EXERCISE OBJECTIVE = Go through the data and copy each line that holds "electric".
(SUPPLIED RECORDS begins)
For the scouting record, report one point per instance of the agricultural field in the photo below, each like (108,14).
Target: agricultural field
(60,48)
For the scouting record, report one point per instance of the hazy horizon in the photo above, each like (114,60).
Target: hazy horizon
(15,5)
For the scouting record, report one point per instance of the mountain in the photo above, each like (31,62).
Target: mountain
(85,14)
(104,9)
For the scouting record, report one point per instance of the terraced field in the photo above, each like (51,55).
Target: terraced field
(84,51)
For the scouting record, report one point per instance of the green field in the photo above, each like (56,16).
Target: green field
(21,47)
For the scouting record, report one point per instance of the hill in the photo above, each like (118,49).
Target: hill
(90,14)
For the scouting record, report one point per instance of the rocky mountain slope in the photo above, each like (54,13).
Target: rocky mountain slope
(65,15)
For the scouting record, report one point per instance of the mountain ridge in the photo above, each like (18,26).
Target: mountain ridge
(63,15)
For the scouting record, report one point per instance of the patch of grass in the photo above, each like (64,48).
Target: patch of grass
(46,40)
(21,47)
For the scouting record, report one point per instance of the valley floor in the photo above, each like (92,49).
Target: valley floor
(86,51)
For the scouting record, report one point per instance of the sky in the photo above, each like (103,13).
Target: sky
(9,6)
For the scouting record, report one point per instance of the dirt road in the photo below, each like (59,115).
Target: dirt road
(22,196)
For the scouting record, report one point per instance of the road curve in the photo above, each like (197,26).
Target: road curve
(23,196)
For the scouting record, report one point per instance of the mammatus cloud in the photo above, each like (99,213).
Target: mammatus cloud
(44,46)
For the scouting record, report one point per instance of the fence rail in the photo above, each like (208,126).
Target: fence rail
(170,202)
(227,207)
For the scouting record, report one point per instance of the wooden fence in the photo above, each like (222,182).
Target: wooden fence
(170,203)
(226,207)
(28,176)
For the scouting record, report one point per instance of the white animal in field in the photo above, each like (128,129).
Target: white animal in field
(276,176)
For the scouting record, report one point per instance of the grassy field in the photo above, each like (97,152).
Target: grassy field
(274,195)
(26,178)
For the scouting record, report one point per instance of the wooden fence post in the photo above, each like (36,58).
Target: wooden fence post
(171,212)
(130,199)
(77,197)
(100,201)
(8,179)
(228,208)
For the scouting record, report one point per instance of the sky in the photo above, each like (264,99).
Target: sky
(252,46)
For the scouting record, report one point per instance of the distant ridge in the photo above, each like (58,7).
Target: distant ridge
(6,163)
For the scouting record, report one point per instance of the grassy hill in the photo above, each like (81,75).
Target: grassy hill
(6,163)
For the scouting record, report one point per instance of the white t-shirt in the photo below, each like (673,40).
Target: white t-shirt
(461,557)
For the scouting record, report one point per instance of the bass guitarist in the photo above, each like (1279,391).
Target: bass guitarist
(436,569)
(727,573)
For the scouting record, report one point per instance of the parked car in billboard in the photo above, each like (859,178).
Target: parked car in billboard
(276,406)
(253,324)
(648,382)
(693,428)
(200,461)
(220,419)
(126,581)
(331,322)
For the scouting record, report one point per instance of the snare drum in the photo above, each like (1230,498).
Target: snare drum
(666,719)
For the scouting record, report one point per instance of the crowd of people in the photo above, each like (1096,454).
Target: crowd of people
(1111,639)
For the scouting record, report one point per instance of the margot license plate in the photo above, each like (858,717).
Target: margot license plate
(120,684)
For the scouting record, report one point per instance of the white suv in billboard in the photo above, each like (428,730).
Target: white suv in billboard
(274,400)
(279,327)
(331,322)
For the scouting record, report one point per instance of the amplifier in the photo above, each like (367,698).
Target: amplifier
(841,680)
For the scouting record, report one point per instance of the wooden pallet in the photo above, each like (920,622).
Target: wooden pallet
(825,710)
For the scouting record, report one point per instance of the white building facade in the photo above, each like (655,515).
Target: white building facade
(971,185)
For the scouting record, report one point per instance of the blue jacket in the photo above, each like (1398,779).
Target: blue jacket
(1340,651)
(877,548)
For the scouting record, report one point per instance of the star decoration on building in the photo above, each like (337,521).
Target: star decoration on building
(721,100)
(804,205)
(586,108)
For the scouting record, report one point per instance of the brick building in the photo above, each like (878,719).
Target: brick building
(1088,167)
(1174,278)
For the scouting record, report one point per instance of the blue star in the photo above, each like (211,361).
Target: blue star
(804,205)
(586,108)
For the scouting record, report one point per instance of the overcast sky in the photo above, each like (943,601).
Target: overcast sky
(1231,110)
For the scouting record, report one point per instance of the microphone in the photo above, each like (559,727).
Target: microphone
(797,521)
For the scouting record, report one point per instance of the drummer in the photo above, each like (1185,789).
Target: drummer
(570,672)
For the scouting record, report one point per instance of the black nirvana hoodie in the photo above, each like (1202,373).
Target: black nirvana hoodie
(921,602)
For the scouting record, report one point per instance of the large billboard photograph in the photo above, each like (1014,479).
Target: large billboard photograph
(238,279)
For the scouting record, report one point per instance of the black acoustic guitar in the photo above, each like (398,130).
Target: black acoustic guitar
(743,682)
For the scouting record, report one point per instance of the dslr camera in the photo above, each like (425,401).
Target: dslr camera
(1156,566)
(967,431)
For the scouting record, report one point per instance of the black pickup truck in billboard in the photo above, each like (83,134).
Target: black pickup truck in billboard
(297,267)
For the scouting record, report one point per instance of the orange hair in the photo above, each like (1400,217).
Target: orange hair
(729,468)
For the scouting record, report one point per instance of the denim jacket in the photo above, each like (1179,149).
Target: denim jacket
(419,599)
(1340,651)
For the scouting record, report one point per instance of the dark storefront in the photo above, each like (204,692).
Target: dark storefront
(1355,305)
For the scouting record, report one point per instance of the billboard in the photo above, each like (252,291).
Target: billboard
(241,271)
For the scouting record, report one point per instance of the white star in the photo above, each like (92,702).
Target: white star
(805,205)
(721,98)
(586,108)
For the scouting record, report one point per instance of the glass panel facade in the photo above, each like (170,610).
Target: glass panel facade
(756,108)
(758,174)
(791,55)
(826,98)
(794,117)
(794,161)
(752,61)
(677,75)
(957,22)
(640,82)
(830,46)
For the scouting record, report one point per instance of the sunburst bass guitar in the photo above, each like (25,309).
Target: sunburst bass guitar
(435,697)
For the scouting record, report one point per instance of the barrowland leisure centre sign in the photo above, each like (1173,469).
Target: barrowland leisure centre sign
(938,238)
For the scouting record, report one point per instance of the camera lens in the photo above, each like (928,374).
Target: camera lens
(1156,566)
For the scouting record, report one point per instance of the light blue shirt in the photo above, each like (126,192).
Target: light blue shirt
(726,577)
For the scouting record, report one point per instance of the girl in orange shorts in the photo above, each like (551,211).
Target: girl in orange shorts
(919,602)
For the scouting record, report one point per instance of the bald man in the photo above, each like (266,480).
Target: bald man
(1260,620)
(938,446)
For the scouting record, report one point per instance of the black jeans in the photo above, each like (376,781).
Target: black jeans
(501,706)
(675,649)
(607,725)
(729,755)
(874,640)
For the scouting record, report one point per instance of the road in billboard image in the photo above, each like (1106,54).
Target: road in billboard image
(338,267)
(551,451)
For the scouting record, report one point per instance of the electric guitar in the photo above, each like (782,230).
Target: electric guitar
(SUPPLIED RECORDS ends)
THE COMPLETED TASK =
For the scouting record, report one point per instance of the electric guitar in the photo above, each like (782,230).
Target: electric guitar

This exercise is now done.